Torquay’s strange tales: How a quiet seaside town drew the masters of horror

Robert Louis Stevenson complained of “the biting Oriental blasts, the howling tempests” of the Bay

Torquay was once the richest town in the nation and familiar to many wealthy visitors. We shouldn’t therefore be greatly surprised that the resort has had a significant influence on the evolution of horror, science and mysterious fiction.
 
One of our earliest tourists was the writer Mary Shelley (1797-1851) who visited Torquay in 1815 accompanied by her husband Percy Bysshe Shelley. This was the year before she wrote Frankenstein. Mary’s visit appears to have left its mark, as she later wrote a children’s story set in Torquay. Long thought lost, it was discovered in 2004 in the private archives of an Italian palazzo.
 
Another visitor to the Bay who went on to make his name in fantastic fiction was Robert Louis Stevenson (1850-1894). His first full-length work Treasure Island (1883) brought him great fame and was followed by The Strange Case of Dr Jekyll and Mr Hyde (1886). During the winter of 1865, Robert was in Torquay receiving private tuition and complaining of “the biting Oriental blasts, the howling tempests” of the Bay.
 
Robert’s visit seems to have left an impression as he later used the town as a location in his short stories The Dynamiter and Superfluous Mansion.
 
One local who revelled in his reputation as a practitioner of ‘Magick’ was Aleister Crowley (‘the wickedest man in the world’), who lived in Barton. Aleister (1875-1947) founded the religious philosophy of Thelema and is now seen as one of the most influential occult writers of all time. That’s him on the famous cover of the Beatles’ 1967 album, Sgt Pepper’s Lonely Hearts Club Band.
 
A number of notable Victorian and Edwardian writers with an interest in the darker side of fiction visited the resort and include: Charles Dickens (A Christmas Carol); Arthur Conan Doyle (Sherlock Holmes); TS Eliot (The Waste Land); Rudyard Kipling (Tales of Horror); and Oscar Wilde (Dorian Gray).
 
On occasion authors utilised Torquay’s reputation and subsequently made an impact on the genre. One such was Wilkie Collins whose The Woman in White caused a sensation when published in 1860. The novel was partly set in the fashionable resort and is a pioneer in detective fiction with many of the sleuthing techniques of the protagonist employed by later private detectives. It has since been listed as one of the top 100 greatest novels of all time.
####
REQUESTS:
[A] According to the text on Torquay and horror fiction, where was Mary Shelley's lost children's story discovered in 2004?
[B] Carry on the text on Torquay and horror fiction from its final sentence.

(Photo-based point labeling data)
####
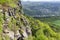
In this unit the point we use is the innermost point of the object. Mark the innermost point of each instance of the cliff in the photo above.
(15, 25)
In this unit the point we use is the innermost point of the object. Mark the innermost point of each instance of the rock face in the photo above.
(15, 25)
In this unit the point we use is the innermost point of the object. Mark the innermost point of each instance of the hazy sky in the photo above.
(43, 0)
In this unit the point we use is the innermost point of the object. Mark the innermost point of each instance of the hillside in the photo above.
(41, 9)
(15, 25)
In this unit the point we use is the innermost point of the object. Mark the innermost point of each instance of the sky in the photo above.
(43, 0)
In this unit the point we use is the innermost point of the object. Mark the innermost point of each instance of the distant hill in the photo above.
(41, 9)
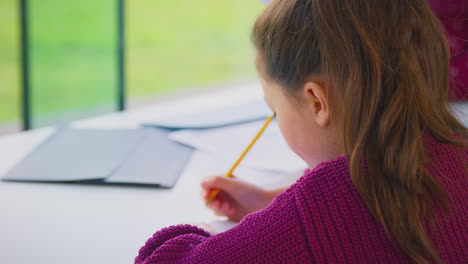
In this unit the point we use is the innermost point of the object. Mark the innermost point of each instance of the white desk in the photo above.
(71, 223)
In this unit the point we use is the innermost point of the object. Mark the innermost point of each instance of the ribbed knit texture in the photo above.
(320, 219)
(453, 14)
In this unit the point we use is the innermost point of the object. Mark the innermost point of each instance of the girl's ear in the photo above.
(315, 96)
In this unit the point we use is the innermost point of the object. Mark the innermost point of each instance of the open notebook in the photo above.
(125, 156)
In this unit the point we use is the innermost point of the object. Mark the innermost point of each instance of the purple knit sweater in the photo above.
(320, 219)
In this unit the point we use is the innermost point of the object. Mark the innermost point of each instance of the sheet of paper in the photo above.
(269, 153)
(235, 114)
(76, 154)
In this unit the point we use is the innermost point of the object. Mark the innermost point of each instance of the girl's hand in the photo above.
(236, 198)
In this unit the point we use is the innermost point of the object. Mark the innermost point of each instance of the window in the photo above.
(74, 57)
(9, 67)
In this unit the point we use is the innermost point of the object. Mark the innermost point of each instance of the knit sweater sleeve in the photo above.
(272, 235)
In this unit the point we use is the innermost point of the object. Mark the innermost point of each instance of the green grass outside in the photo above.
(171, 45)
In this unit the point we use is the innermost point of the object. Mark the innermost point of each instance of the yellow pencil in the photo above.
(229, 173)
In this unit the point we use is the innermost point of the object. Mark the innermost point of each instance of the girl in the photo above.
(360, 92)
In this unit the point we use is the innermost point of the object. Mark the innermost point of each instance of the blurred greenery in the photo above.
(171, 45)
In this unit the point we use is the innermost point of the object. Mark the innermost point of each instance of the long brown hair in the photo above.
(386, 65)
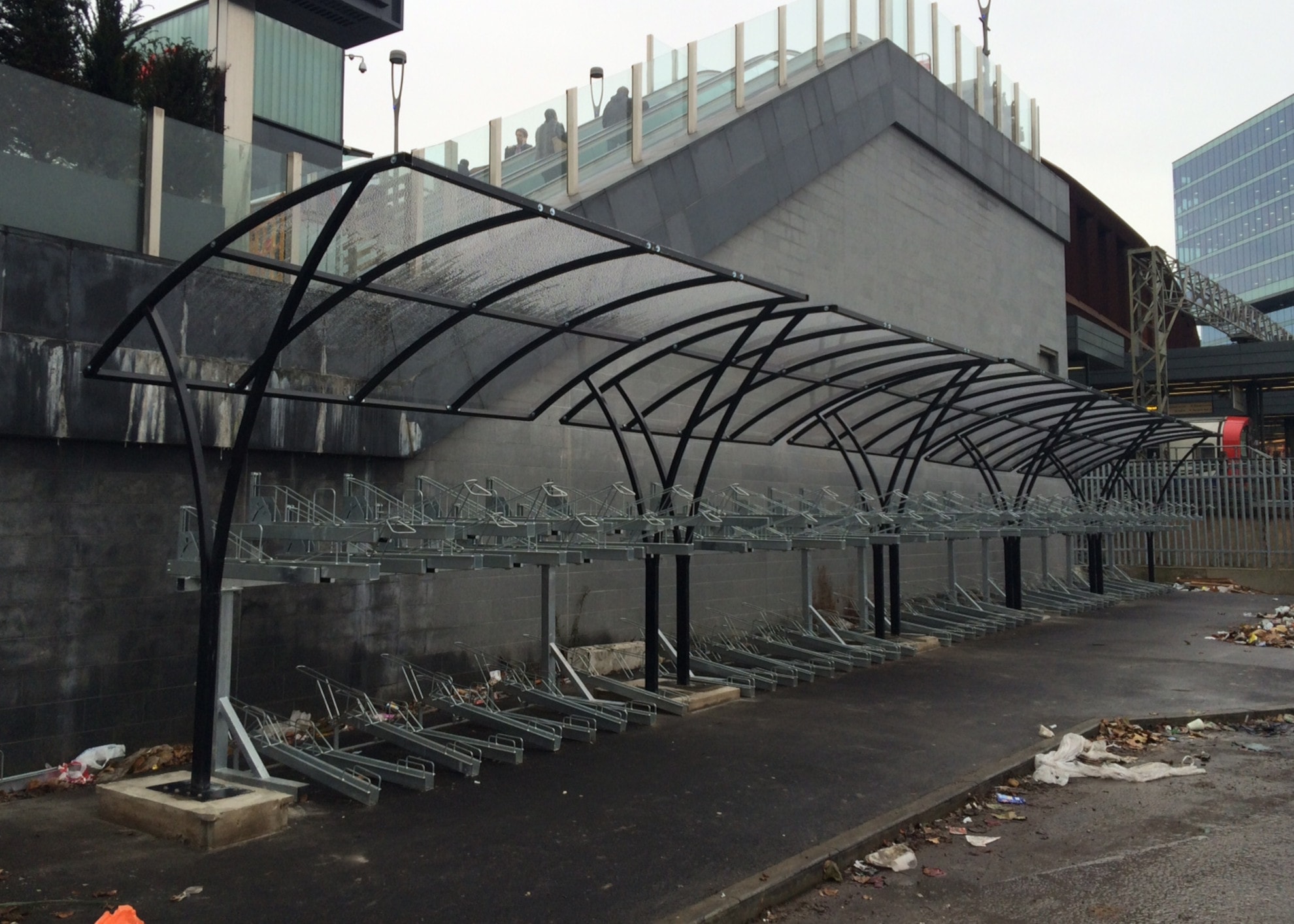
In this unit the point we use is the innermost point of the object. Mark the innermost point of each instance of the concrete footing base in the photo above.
(697, 695)
(202, 825)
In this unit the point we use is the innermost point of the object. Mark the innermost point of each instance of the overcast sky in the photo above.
(1125, 86)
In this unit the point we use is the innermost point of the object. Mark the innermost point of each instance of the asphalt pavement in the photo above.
(645, 823)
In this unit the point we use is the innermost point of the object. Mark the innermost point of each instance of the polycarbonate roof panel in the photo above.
(429, 291)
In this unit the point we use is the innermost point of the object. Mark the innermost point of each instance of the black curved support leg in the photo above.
(684, 603)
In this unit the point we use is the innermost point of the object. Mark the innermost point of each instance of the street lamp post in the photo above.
(397, 59)
(595, 74)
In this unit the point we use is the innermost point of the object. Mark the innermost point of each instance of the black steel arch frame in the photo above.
(740, 314)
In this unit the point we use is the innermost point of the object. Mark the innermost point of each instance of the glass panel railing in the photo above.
(206, 187)
(835, 26)
(605, 135)
(665, 66)
(665, 105)
(1006, 101)
(897, 13)
(869, 21)
(801, 35)
(923, 42)
(70, 162)
(716, 73)
(948, 37)
(535, 159)
(761, 54)
(470, 153)
(1027, 124)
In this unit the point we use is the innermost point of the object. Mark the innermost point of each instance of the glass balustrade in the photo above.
(801, 35)
(948, 38)
(923, 41)
(716, 74)
(835, 26)
(63, 149)
(537, 158)
(605, 131)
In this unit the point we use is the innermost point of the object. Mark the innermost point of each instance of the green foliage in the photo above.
(42, 37)
(112, 55)
(183, 80)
####
ANSWERS IN ORDER:
[A] In the private archives of an Italian palazzo.

[B]
 
Henry James short mystery story The Figure in the Carpet similarly features Torquay and explores the relationship between a novelist and his critics.
 
In 1973 local ‘historian’ Trevor Ravenscroft (1921-1989) published The Spear of Destiny, a book which “remains one of the most important texts in the field of Nazi occultism”. Some see Trevor’s books as classics of occult history while others consider them no more than inventive fiction.
 
The American writer HP Lovecraft (1890-1937) writer is best known for his creation of the Cthulhu Mythos stories featuring cosmic terror and alien monsters. Lovecraft's family came from Newton Abbot, and it has been suggested that he imbibed some of his ideas from his Devonian forebears.
 
Continuing the long tradition of Torquay’s association with horror and supernatural fiction is Torquay resident Brian Lumley (1937-2024). An enthusiast for Lovecraft's ‘cosmic horror’. Brian also wrote the Necroscope series of novels, which runs to 16 volumes and has been published in 14 countries, alongside more than 50 other titles.
 
Local author Adam Nevill’s (1969-) horror novels, The Ritual, Last Days, No One Gets Out Alive and The Reddening were all winners of The August Derleth Award for Best Horror Novel. He has also published three collections of short stories, with Some Will Not Sleep winning the British Fantasy Award for Best Collection in 2017. 
 
The Ritual and No One Gets Out Alive were adapted into feature films and more of his work is currently in development for the screen.
 
Moving on to the Science Fiction genre we find St Marychurch resident Edward Douglas Fawcett (1866-1960) whose novels were strikingly predictive.
 
In 1893 he published Hartmann the Anarchist which related the story of a terrorist who bombs London in a series of air raids. The idea that air power could devastate cities was a decade before the Wright brothers first flew and the storyline predated HG Well’s The Shape of Things to Come by 40 years.
 
Another of Edward’s books The Secret of the Desert, or How We Crossed Arabia in the Antelope, was possibly the first fictional account of an armoured fighting vehicle, two decades before tanks appeared.
 
Incidentally, in 1925 Edward’s brother Percy Fawcett left Torquay to lead an expedition into the Amazonian rainforest in search of a fabled lost city and was never seen again. Percy has been suggested as the archaeologist/explorer behind the character of Indiana Jones.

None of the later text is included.